*Stated exercise*: Extract every line below, verbatim.

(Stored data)

* * *

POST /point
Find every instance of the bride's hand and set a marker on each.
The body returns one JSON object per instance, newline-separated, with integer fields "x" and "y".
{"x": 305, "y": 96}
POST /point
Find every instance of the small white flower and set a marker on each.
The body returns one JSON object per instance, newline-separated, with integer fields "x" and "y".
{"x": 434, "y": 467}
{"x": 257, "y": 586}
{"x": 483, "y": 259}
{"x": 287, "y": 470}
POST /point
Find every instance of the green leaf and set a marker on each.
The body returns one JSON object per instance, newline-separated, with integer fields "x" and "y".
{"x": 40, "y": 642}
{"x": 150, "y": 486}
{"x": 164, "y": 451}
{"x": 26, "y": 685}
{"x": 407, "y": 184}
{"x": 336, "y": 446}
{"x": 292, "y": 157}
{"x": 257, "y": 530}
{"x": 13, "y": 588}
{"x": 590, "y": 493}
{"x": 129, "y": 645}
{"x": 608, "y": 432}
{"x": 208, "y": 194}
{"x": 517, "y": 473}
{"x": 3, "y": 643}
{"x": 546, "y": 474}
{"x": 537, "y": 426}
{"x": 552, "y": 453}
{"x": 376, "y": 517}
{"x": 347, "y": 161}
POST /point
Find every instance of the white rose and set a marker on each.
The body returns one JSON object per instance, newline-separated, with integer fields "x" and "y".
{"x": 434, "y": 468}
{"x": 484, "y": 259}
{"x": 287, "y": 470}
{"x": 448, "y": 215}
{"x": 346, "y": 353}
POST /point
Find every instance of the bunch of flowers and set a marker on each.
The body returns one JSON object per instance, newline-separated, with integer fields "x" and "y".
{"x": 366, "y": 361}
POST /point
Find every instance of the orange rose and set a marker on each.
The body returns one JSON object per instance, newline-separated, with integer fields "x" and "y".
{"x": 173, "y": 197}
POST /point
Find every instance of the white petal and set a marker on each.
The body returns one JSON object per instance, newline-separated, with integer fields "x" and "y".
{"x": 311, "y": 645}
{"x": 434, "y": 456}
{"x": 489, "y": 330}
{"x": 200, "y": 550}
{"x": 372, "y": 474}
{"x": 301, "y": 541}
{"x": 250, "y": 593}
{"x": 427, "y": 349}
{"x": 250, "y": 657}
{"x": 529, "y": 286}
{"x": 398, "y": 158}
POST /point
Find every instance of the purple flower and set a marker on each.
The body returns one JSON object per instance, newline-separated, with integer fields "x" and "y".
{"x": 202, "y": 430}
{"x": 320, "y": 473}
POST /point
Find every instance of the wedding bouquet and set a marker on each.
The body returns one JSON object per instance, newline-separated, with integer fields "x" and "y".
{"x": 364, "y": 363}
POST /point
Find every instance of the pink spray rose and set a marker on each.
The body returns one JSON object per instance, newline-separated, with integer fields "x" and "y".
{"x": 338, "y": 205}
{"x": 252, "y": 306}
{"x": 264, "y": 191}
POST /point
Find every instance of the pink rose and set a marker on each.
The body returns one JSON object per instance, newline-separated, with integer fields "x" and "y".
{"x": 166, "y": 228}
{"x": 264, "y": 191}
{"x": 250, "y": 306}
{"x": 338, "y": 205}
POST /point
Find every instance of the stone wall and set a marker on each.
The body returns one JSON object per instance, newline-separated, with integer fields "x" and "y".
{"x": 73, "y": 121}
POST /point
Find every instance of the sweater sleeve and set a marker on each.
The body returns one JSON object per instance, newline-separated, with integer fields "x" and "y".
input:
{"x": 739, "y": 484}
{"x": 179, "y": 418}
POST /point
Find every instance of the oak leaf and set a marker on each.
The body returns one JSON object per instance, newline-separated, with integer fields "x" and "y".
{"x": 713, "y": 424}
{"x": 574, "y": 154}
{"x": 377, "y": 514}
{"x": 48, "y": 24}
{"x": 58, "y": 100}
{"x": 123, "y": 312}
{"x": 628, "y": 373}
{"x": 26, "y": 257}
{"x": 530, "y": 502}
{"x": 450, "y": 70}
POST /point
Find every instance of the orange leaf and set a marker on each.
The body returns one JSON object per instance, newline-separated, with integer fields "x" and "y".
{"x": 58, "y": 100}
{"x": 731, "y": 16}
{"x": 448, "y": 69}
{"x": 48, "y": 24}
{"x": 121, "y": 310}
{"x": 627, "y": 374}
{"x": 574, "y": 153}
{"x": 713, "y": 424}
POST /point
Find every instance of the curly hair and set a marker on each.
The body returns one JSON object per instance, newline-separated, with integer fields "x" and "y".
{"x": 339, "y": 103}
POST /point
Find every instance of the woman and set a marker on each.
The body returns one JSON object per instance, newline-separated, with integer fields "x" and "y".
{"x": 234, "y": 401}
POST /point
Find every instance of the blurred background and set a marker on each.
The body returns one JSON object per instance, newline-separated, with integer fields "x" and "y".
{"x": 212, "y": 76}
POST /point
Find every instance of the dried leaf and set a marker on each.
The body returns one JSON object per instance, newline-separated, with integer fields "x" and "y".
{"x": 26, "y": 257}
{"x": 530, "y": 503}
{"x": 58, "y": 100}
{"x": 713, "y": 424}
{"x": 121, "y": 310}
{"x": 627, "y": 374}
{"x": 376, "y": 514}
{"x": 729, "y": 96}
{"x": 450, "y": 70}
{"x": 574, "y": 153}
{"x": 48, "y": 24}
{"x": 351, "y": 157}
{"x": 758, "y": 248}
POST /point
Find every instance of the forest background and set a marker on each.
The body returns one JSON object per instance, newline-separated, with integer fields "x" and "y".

* * *

*Written solution*:
POST /point
Find every instance of the bride's hand and set a marker on each.
The body returns one JSON object per instance, newline-separated, with integer fields "x" and "y".
{"x": 305, "y": 96}
POST /point
Find every instance of the small white flower and set a marker on each.
The body returns one JSON object per instance, newline-separated, with integer fields "x" and "y".
{"x": 434, "y": 467}
{"x": 257, "y": 586}
{"x": 483, "y": 259}
{"x": 287, "y": 470}
POST /point
Find every instance of the green leaf and set a marker on each.
The body returns one JSON object per instance, newline-separated, with integer fields "x" and "y".
{"x": 40, "y": 642}
{"x": 150, "y": 486}
{"x": 164, "y": 451}
{"x": 26, "y": 685}
{"x": 407, "y": 184}
{"x": 336, "y": 446}
{"x": 292, "y": 157}
{"x": 257, "y": 530}
{"x": 13, "y": 588}
{"x": 590, "y": 493}
{"x": 129, "y": 645}
{"x": 608, "y": 432}
{"x": 208, "y": 194}
{"x": 517, "y": 473}
{"x": 3, "y": 643}
{"x": 546, "y": 474}
{"x": 537, "y": 426}
{"x": 552, "y": 453}
{"x": 376, "y": 517}
{"x": 347, "y": 161}
POST /point
Find every instance of the white rose and set a marker on each.
The body returns one JSON object per instance, newline-separated, with integer fields "x" and "y".
{"x": 434, "y": 468}
{"x": 484, "y": 259}
{"x": 287, "y": 470}
{"x": 448, "y": 215}
{"x": 346, "y": 353}
POST /point
Find every instance of the bunch of flowers and set a marker on each.
The body returns one JSON object per instance, newline-separated, with integer fields "x" and "y".
{"x": 366, "y": 361}
POST /point
Find every instance of the orange rose and set a marker on each.
The body returns one JSON object per instance, newline-separated, with integer fields "x" and "y".
{"x": 173, "y": 197}
POST /point
Find every instance of the white petal and set a marker on each.
The body returns one JSON object per instance, newline-separated, with integer fields "x" and "y".
{"x": 311, "y": 645}
{"x": 434, "y": 456}
{"x": 489, "y": 330}
{"x": 200, "y": 550}
{"x": 372, "y": 474}
{"x": 301, "y": 541}
{"x": 250, "y": 593}
{"x": 427, "y": 349}
{"x": 250, "y": 657}
{"x": 529, "y": 286}
{"x": 398, "y": 158}
POST /point
Find every instance of the purple flower and set a marker on each.
The body returns one JSON object per instance, newline-separated, with integer fields "x" and "y".
{"x": 202, "y": 430}
{"x": 320, "y": 473}
POST /point
Find every instance of the wedding bouquet and set a marker on each.
The body returns one JSON object per instance, newline-separated, with integer fields "x" and "y".
{"x": 364, "y": 363}
POST /point
Find every instance of the pink spray rose and set a marker on each.
The body returns one JSON object per instance, newline-separated, with integer fields "x" and "y".
{"x": 338, "y": 205}
{"x": 252, "y": 306}
{"x": 264, "y": 191}
POST /point
Find every instance of the pink rose and set a marker on each.
The body returns one JSON object per instance, newline-separated, with integer fields "x" and "y".
{"x": 166, "y": 228}
{"x": 264, "y": 191}
{"x": 250, "y": 306}
{"x": 338, "y": 205}
POST /point
Find every instance of the stone wall and set a marker on each.
The body returns one JSON object per instance, newline-separated, with integer fields "x" and "y".
{"x": 73, "y": 121}
POST /point
Find every instance of the sweater sleeve and set a marker on each.
The body returns one JSON object per instance, newline-separated, with integer fields "x" and "y".
input:
{"x": 739, "y": 484}
{"x": 179, "y": 418}
POST /point
Find every instance of the oak leaf and set a marker on each.
The body returns one JSON object per instance, newline-separated, with integer fields "x" and "y".
{"x": 713, "y": 424}
{"x": 574, "y": 154}
{"x": 377, "y": 514}
{"x": 48, "y": 24}
{"x": 58, "y": 100}
{"x": 123, "y": 312}
{"x": 628, "y": 373}
{"x": 26, "y": 257}
{"x": 530, "y": 502}
{"x": 450, "y": 70}
POST /point
Find every instance of the orange leaf and set a marker on each.
The body returns one JSON object per instance, newline-separated, with integer fields "x" and "y".
{"x": 58, "y": 100}
{"x": 731, "y": 16}
{"x": 448, "y": 69}
{"x": 48, "y": 24}
{"x": 121, "y": 310}
{"x": 627, "y": 374}
{"x": 574, "y": 153}
{"x": 713, "y": 424}
POST /point
Find every instance of the curly hair and set a marker on each.
The body returns one JSON object per instance, newline-separated, with integer fields "x" and "y".
{"x": 339, "y": 103}
POST /point
Find every instance of the woman and set a marker on each.
The body returns one JSON object per instance, newline-separated, with integer fields "x" and "y".
{"x": 234, "y": 401}
POST /point
Find every instance of the blurred background and set a marker on each.
The body returns one JSON object per instance, newline-separated, with integer fields "x" and "y".
{"x": 212, "y": 76}
POST /point
Find every instance of the dried leaf and set a marker on each.
The body returns one JSON object per instance, newline-separated, with integer fields "x" and "y".
{"x": 26, "y": 257}
{"x": 530, "y": 503}
{"x": 58, "y": 100}
{"x": 713, "y": 424}
{"x": 121, "y": 310}
{"x": 627, "y": 374}
{"x": 376, "y": 514}
{"x": 729, "y": 96}
{"x": 450, "y": 70}
{"x": 574, "y": 153}
{"x": 48, "y": 24}
{"x": 351, "y": 157}
{"x": 758, "y": 248}
POST /point
Find every instance of the forest background and set a marker on each.
The body returns one JSON object per instance, newline-separated, with integer fields "x" and "y".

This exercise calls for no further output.